Problem => Print all records exactly, leaving nothing out.

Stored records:
:::::

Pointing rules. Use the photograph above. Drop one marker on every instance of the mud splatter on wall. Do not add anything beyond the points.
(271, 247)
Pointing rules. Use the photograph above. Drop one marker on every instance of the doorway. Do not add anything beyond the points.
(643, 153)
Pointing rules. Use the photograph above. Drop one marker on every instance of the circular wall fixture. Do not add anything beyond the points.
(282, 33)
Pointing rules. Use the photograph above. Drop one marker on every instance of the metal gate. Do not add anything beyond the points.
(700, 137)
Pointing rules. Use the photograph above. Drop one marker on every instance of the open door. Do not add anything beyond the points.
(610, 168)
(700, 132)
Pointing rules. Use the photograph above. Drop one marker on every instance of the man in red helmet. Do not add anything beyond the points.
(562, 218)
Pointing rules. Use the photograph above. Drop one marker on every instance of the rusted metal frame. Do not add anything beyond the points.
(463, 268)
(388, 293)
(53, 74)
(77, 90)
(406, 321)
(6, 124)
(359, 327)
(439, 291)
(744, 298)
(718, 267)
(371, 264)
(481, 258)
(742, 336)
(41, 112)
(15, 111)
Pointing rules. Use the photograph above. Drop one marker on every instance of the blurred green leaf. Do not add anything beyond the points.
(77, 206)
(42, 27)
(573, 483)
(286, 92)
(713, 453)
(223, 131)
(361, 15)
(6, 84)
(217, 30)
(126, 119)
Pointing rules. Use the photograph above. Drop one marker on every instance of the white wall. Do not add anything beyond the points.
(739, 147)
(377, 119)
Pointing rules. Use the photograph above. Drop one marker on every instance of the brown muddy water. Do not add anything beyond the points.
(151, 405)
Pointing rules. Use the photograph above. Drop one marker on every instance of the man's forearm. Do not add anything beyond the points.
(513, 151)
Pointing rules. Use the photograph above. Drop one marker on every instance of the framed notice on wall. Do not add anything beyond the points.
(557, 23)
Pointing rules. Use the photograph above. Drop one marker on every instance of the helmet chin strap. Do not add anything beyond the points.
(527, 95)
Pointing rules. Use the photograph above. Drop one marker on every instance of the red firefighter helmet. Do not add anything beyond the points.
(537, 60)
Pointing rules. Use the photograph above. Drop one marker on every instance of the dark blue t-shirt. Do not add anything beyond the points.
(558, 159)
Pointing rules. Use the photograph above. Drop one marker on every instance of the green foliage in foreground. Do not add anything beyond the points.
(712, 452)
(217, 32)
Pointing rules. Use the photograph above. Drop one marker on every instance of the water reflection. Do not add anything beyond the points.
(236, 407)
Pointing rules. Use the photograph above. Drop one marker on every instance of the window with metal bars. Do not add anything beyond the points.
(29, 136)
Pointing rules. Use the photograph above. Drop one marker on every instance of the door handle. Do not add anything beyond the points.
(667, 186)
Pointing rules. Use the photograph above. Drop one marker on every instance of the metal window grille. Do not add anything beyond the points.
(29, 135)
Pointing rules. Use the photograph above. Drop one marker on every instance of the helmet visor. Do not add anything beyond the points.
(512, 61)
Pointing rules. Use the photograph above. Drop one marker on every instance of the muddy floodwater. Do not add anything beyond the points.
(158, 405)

:::::

Worked answer =>
Pointing rules. Use the photograph above. Drop one marker on every instance of the mud splatter on wall. Do not add anything beyond the points.
(271, 247)
Pointing rules. Use the photograph above. Drop one marker on every instance of the doorway. Do not add anything beyond the points.
(643, 153)
Pointing rules. Use the photograph above. Drop one marker on every instance of the circular wall fixture. Do not add anything beyond the points.
(282, 33)
Pointing rules. Use the photograph above. Drop one marker on every instance of the metal gate. Do not add anything beyond the points.
(700, 137)
Pointing rules. Use the photograph above. Drop one marker on every instance of the open door. Do not add anything beyond the points.
(610, 168)
(700, 132)
Pointing rules. Use the photograph above. Drop one marker on every instance of the man in red helmet. Do not add anything beyond the points.
(562, 218)
Pointing rules. Use the photograph above. Drop one marker on every instance of the rusted metal frame. Do not add anything beyond the points.
(463, 268)
(388, 293)
(53, 74)
(77, 90)
(406, 321)
(6, 124)
(359, 327)
(439, 291)
(744, 298)
(718, 267)
(371, 264)
(481, 258)
(742, 336)
(41, 112)
(15, 111)
Pointing rules. Use the photograph above. Drop one marker on every instance of the blurred green leaf. Do not add anything beyond the points.
(77, 206)
(42, 27)
(573, 483)
(286, 92)
(713, 453)
(223, 131)
(361, 15)
(6, 84)
(217, 30)
(126, 119)
Pointing rules. Use the photograph above. Drop one marker on every instance of the white wall. Do not add anything beyond the points.
(739, 147)
(377, 119)
Pointing rules. Use the photograph above. Drop one marker on every instance of the brown muddy water. Do not add anything beyond the points.
(151, 405)
Pointing rules. Use the photograph above. Drop one marker on every instance of the man's forearm. Do not add anything beyond the points.
(513, 151)
Pointing rules. Use the photograph above. Drop one marker on every instance of the framed notice on wall. Do not add anything beyond the points.
(557, 23)
Pointing rules. Use the photograph above. Drop one marker on every instance of the helmet chin strap. Do not add anything beyond the points.
(527, 95)
Pointing rules. Use the photograph above. Drop one marker on every instance of the red firefighter helmet. Do not add anything beyond the points.
(537, 60)
Pointing rules. Use the photograph above. Drop one marker on every instance of the dark blue t-shirt. Do not add anything beyond the points.
(558, 159)
Pointing rules. Use the photograph above. Drop one marker on every instance of the green foliage in foreground. Do not add anything beyond the points.
(712, 452)
(217, 32)
Pointing rules. Use the photograph above. Drop one marker on every instance of the water reflection. Do not add anything beyond the points.
(236, 407)
Pointing rules. Use the photograph above. Drop one marker on every instance of the window with metal bars. Do not add anything beyond the points.
(29, 136)
Pointing rules. Use the photograph above. Drop one marker on every instance of the door handle. Do not add anything beyond the points.
(667, 186)
Pointing rules. Use the photograph above. Drop one marker on every instance of the metal window grille. Do not add anything beyond the points.
(29, 135)
Pointing rules. Use the photograph above. Drop one marker on every instance of the helmet visor. Do not add anything beyond the points.
(512, 61)
Pointing rules. Use the photograph above. Drop one marker on every instance of the muddy floodwater. Do not add anything beyond the points.
(158, 405)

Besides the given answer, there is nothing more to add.